* **DOCUMENT SECTION**
Start of Block
Public cloud providers reserve the right to shut off vulnerable cloud accounts, but how does it work? Expert Dan Sullivan explains.

I've read about how major public cloud providers can turn off customer cloud accounts if the providers suspect the customers' virtual machines have been compromised or if the customers haven't applied proper vulnerability patches. How does this work, and is it something my organization should be concerned about?

It is true that some cloud providers have publically stated they shut down vulnerable accounts under rare circumstances. You can see a report on Microsoft's practices here.

It may sound drastic to shut down a paying customer's cloud account -- and even counterproductive to the cloud provider in the long term. To understand why this might happen and why it is in our long-term interest to have such practices, let's consider the problem from the cloud provider's perspective.

IaaS clouds such as AWS, Microsoft Azure and Google Compute Cloud function on a shared responsibility security model. Part of the provider's job is to monitor patterns of behavior in server activity and network traffic. When suspicious activities occur, the provider investigates and possibly informs a customer about actions the customer should or must take.

For example, if a cloud provider detected one of your servers was vulnerable to the severe SSL Heartbleed vulnerability, it would probably inform you. If you did not patch the vulnerability, your encrypted data might be compromised. While for the most part you and your customers would suffer the brunt of the attack, there might be some adverse consequences for other cloud customers if your compromised server was under constant attack and large volumes of data were stolen from your server.
End of Block
* **PROBLEM SET**
1 – According to the passage on cloud account shutdowns, what security model do IaaS clouds such as AWS, Microsoft Azure and Google Compute Cloud function on?
2 – Carry on with the passage on cloud account shutdowns, picking up right after its final sentence.
The rows that follow come from a separate source and have no connection to the passage on cloud account shutdowns.

* **SUPPLIED ENTRIES**
Start of Block
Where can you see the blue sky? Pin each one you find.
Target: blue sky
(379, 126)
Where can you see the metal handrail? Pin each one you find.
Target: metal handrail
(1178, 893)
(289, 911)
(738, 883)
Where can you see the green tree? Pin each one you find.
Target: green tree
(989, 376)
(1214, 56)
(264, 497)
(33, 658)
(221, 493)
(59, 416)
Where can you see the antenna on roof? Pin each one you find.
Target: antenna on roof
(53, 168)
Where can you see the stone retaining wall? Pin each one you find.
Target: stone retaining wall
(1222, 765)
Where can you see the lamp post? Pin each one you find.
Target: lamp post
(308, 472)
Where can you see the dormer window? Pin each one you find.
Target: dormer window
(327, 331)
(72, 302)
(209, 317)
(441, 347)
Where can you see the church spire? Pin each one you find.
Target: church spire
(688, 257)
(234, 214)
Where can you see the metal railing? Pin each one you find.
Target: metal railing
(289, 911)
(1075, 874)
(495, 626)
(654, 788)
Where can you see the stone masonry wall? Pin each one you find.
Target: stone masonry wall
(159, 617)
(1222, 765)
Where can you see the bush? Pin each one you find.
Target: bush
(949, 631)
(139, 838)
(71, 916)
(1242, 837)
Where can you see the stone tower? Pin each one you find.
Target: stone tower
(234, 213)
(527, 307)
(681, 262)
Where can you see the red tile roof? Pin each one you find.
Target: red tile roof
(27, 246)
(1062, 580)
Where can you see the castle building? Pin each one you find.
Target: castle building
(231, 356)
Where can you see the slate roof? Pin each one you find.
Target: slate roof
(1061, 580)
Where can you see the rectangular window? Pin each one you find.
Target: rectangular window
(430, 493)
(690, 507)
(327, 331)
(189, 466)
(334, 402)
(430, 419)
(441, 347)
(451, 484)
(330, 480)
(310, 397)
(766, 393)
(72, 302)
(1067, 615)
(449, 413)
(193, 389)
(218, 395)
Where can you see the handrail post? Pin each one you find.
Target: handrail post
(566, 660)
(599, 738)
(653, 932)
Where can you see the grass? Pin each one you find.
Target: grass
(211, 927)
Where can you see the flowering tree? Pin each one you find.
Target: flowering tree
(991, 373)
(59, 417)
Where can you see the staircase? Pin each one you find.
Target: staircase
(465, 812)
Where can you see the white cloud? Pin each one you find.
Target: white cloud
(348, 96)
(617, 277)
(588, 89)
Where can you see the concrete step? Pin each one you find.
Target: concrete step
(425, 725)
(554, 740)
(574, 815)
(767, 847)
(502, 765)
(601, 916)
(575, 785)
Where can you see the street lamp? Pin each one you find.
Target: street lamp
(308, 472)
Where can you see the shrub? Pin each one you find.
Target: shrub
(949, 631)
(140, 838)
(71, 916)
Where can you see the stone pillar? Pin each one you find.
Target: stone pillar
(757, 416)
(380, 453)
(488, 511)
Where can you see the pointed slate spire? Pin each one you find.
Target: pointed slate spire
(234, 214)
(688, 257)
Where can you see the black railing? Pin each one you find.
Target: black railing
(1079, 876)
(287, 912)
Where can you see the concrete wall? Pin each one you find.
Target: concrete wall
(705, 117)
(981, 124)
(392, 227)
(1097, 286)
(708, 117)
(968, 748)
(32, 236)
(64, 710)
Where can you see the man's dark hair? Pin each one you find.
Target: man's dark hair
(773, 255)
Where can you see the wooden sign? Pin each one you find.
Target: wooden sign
End of Block
* **RESULTS FOR EACH TASK**
1 – They function on a shared responsibility security model.

2 –
Consider a vulnerability like Shellshock, a widespread vulnerability that allowed attackers to take control of vulnerable machines and launch distributed denial-of-service attacks. Cloud providers should inform customers when they become aware of vulnerable instances, and customers, in turn, should patch such vulnerabilities. If patches are not applied, all users of the cloud become potential victims. Applying patches is somewhat analogous to receiving a vaccination to prevent the spread of an infectious disease; those not vaccinated are at risk and enhance the risk of infection in others.

Yes, customers should be concerned about providers shutting down their cloud accounts. If the cloud provider is threatening to block the account of a paying customer then chances are that customer is a potential threat to others and possibly itself. There is the potential for many unknown threats to information systems that information security is a perpetual task. When someone identifies one of those threats for us, we should pay attention.